JOB
Rescale the entries starting with their first line and going on through the line with "point(583, 169)", both ends included. Reproduce every line, multiplying each coordinate in the answer points by 2.5 and rounding to a whole number with halves rounded up, and leave all other lines unchanged.

** start **

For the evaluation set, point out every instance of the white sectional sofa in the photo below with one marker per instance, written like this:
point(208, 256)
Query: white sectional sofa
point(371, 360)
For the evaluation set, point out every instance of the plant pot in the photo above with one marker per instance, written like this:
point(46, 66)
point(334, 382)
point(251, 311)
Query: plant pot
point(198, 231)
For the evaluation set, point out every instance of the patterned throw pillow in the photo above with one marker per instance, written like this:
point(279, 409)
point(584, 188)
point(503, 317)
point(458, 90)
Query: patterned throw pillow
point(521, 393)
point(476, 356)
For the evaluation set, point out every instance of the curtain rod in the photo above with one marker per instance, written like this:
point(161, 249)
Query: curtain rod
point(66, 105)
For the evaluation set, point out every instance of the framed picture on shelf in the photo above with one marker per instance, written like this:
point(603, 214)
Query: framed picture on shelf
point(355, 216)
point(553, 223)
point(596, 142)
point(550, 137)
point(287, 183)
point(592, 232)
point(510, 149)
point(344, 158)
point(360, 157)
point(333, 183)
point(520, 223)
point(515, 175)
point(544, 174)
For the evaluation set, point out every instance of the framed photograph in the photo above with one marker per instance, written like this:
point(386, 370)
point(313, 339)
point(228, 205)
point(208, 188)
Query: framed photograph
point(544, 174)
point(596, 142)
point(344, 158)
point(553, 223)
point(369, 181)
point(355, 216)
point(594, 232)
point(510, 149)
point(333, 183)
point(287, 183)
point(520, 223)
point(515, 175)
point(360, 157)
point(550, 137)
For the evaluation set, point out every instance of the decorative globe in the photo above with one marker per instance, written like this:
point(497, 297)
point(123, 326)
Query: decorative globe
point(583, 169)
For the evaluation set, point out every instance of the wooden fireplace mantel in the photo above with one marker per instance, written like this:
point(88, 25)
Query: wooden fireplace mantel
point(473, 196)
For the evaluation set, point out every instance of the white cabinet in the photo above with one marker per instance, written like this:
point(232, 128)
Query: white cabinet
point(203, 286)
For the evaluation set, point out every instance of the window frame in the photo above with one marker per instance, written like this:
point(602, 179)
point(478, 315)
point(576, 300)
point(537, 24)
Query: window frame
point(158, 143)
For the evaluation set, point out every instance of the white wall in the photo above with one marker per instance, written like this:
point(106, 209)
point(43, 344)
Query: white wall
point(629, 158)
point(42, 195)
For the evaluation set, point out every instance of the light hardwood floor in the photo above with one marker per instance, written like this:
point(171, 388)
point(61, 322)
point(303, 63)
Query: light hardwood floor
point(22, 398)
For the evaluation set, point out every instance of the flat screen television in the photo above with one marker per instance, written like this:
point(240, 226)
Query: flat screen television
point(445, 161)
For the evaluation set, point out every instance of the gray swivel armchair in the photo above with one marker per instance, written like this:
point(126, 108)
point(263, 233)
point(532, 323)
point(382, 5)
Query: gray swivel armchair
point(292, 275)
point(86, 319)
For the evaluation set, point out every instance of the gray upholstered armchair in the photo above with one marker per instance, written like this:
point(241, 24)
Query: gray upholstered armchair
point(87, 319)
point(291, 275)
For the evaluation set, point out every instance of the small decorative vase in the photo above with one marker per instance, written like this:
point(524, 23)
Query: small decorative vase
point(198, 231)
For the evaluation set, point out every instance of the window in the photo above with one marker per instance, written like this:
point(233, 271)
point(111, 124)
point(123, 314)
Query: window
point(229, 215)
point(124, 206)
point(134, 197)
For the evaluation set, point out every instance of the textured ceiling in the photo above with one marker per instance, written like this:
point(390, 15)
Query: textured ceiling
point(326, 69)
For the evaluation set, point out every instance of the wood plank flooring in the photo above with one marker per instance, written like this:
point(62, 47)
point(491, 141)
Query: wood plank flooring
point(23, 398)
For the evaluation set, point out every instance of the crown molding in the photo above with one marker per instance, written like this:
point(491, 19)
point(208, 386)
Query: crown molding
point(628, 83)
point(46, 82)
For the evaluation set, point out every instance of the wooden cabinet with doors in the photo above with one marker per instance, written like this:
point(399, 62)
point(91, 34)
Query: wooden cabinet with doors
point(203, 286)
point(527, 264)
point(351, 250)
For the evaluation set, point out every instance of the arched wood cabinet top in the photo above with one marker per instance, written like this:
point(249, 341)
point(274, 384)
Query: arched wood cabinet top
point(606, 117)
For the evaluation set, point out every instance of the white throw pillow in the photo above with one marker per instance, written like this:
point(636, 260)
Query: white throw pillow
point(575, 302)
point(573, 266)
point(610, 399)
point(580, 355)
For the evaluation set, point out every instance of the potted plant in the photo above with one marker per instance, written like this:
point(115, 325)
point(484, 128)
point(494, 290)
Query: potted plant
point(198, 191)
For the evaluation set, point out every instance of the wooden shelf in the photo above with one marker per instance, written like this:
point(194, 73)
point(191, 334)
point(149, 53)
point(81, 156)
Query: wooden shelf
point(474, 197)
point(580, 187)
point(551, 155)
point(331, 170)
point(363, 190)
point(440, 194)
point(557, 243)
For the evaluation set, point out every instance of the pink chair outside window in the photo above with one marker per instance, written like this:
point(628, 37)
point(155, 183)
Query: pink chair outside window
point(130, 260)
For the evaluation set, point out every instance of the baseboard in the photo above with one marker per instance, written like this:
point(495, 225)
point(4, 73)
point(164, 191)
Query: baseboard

** end **

SOLUTION TO THIS TASK
For the evaluation set, point out every instance of the white sectional sofa in the photo below with one marker per instance, written like this:
point(208, 256)
Query: white sectional sofa
point(928, 900)
For the evaluation set, point out every instance of the plant pot in the photo above with one marker per instance, written like this:
point(46, 66)
point(334, 382)
point(251, 311)
Query: plant pot
point(495, 578)
For the evaluation set, point out every instance of the patterned throw pillow in the photo above with one marker per instance, written like this:
point(279, 409)
point(584, 188)
point(503, 317)
point(458, 90)
Query: patterned throw pillow
point(1303, 983)
point(1190, 890)
For the evaluation set, point out every instance of the curtain rod in the photo above with one marker per instance, written like this:
point(161, 249)
Query: curtain rod
point(165, 263)
For the evaluation set, point out every instance of the framed picture on shelf in the photo above with one marker per instance, written like this:
point(603, 214)
Query: framed picture on shelf
point(888, 540)
point(1383, 558)
point(1490, 355)
point(1375, 343)
point(718, 458)
point(1480, 580)
point(1275, 373)
point(860, 395)
point(900, 393)
point(833, 458)
point(1300, 558)
point(1288, 438)
point(1360, 435)
For the evaluation set, point out every instance of the framed photograph in the photo above with one marker per instance, written like this:
point(386, 370)
point(313, 339)
point(228, 205)
point(208, 188)
Query: framed photograph
point(1360, 435)
point(1490, 355)
point(860, 395)
point(1383, 558)
point(923, 453)
point(888, 540)
point(1485, 580)
point(1275, 373)
point(833, 458)
point(718, 458)
point(1300, 558)
point(1288, 438)
point(900, 393)
point(1375, 343)
For the evaluation set, point out every instance of the decorative globe in the photo above with one marker per instance, written like this:
point(497, 297)
point(123, 326)
Query: decorative globe
point(1458, 423)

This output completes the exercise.